→ **EXCERPT TO READ**:
----
Links.net: Justin Hall's personal site growing & breaking down since 1994

watch overshare: the links.net story contact me

Amy Page

eggnotes - February 2000

29 february

Last night after watching Lain: Navi and the end of Clerks, Amy wanted to watch the Exorcist. I rebuffed her and we lay in bed talking until she whipped out her new camera and had me stand over her holding a white sheet and flapping my arms while she taped me in nightvision mode.

28 february

Chatting with Timothy Burke, now-tenured Professor of History about gaming and our significant others

I've been trying to get Amy to play some games. At first I offered her the Sims but then I monopolized the game to write my review. I got "You Don't Know Jack: Movies" a trivia game, but the question-style threw her off and she was non-plussed at first glance.

She's generally resistent to computer recreation to begin with - Amy's arguement is that she works on the computer for a living all day long so it's not the site of leisure for her. It makes sense, tho i wish I could get her to play some games and analyze and compare with me, like we do films.
----
→ **GIVEN DATA**:
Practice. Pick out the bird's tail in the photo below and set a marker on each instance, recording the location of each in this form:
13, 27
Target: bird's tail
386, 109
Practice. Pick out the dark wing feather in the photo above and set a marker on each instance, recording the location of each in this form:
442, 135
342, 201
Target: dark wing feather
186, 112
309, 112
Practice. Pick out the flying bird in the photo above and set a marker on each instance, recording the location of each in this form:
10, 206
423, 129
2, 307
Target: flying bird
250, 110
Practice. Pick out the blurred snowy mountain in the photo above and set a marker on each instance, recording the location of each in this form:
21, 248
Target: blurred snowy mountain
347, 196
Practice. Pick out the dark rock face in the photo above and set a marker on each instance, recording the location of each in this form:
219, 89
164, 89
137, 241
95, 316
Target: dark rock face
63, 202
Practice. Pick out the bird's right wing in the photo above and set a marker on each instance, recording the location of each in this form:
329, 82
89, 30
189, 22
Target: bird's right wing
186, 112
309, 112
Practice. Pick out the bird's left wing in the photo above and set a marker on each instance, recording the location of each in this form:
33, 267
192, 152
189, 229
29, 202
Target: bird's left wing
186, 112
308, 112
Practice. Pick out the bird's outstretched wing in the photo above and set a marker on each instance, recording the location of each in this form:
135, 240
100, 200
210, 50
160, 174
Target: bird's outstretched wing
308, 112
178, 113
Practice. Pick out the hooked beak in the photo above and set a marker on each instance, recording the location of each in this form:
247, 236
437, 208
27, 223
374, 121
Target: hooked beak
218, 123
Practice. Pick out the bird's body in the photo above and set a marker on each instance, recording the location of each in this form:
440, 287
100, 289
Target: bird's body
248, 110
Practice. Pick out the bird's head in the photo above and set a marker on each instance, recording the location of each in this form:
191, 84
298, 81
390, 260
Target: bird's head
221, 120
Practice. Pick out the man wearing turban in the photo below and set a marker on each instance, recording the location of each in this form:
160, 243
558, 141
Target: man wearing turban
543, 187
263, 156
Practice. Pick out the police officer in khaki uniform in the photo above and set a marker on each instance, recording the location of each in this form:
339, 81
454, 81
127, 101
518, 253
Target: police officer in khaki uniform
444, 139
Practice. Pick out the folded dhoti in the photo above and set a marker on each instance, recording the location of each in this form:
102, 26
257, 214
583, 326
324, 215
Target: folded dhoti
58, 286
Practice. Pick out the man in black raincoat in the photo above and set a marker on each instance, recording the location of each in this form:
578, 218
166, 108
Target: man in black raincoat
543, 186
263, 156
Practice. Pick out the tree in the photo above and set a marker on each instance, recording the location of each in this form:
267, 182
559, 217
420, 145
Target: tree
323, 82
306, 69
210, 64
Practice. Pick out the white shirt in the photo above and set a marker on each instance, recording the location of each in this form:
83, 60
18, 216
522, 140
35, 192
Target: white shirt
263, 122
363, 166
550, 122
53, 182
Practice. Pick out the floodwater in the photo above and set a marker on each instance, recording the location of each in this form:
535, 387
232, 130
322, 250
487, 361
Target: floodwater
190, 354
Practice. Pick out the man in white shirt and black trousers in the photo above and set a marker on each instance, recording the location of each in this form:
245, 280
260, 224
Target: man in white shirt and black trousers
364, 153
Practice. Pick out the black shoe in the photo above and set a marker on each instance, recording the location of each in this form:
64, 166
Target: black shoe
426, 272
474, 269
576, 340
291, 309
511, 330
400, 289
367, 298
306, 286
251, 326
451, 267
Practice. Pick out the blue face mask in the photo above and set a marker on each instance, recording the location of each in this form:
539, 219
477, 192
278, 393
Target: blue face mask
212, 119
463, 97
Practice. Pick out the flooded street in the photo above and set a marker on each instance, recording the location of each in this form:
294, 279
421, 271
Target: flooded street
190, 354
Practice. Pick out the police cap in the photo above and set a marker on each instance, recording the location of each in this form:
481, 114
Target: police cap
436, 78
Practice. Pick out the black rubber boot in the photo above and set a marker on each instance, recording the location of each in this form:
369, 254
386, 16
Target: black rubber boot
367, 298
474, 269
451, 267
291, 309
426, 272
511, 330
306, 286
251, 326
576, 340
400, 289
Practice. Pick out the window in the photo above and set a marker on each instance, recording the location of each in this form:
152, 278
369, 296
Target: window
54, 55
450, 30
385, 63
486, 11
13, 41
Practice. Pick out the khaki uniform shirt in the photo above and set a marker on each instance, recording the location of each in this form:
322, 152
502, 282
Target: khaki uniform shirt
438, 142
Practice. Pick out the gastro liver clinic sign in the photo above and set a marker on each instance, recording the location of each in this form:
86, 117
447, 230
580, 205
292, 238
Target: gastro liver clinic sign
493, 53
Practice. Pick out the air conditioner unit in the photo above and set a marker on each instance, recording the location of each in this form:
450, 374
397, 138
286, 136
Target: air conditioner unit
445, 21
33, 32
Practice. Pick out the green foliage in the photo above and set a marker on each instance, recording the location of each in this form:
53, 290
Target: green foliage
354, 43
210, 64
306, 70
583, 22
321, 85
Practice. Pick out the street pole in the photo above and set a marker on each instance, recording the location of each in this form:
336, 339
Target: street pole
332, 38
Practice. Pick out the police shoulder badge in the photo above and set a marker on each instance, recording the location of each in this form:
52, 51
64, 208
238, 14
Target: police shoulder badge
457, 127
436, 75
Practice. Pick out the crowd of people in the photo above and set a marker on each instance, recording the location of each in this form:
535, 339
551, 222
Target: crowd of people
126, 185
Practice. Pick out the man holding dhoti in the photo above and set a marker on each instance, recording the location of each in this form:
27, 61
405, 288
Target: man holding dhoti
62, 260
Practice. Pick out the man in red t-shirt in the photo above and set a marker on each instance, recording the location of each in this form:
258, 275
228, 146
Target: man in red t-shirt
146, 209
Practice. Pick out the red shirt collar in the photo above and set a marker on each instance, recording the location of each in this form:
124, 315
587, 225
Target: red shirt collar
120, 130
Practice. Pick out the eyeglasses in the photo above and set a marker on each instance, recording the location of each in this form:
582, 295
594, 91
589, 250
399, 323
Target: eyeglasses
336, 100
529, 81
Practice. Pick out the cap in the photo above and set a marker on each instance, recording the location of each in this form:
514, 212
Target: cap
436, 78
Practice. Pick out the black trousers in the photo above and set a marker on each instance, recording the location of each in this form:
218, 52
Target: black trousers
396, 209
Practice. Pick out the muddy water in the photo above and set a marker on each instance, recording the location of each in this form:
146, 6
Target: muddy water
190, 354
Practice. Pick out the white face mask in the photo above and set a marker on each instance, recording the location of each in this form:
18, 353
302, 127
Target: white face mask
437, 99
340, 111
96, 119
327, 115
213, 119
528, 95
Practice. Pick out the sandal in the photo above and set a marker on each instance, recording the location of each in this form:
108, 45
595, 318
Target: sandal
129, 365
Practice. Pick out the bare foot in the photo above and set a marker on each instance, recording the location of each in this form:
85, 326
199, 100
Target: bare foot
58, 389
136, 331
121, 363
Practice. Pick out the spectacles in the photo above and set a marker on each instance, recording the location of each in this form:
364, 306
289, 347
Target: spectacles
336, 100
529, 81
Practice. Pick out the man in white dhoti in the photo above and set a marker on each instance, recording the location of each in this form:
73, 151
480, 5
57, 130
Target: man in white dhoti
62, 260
----
→ **GOAL**:
Continue the February 2000 diary entries about Amy from the point where they end.

→ **RESPONSE**:
It's kind of amazing how electronically geared up we are - we have like 5 functional monitors/screens/TVs in our house as it is, and two more than aren't plugged in, in use. For her birthday this weekend we together bought her her first video camera - important for a filmmaker to have a "sketchpad" of sorts.

21 february

We live in such a beautiful state. It felt like a nice way to take advantage of the surroundings. This last weekend a few folks with February birthdays and their signifcant others visited a north coast rental overlooking the vast pacific. Nice cooking, walking, movie watching, scenery enjoying, long bath taking, trivial pursuiting, "the kind of vacation" eve remarked, "that you don't need a vacation from."

16 february

we've been having sex, it's strange. After three weeks or so of being tired and busy, we made time after I returned from Boston. It was fantastic. Then we did it again two nights later, it was like, better than DVDs!

We really are compatible in a physical way. And even tho we've been sparring over household issues and the car with some routine, I enjoy it. I hope she does - every once in a while I catch her mid-glare and we both have to laugh.

It's a time when the housing is nice - we have a working fireplace and a nice TV and we watch movies. We eat alright, and we're aspiring to exercise regularly. We each have a steady, job with good pay, and we're both standing in line with our stock options.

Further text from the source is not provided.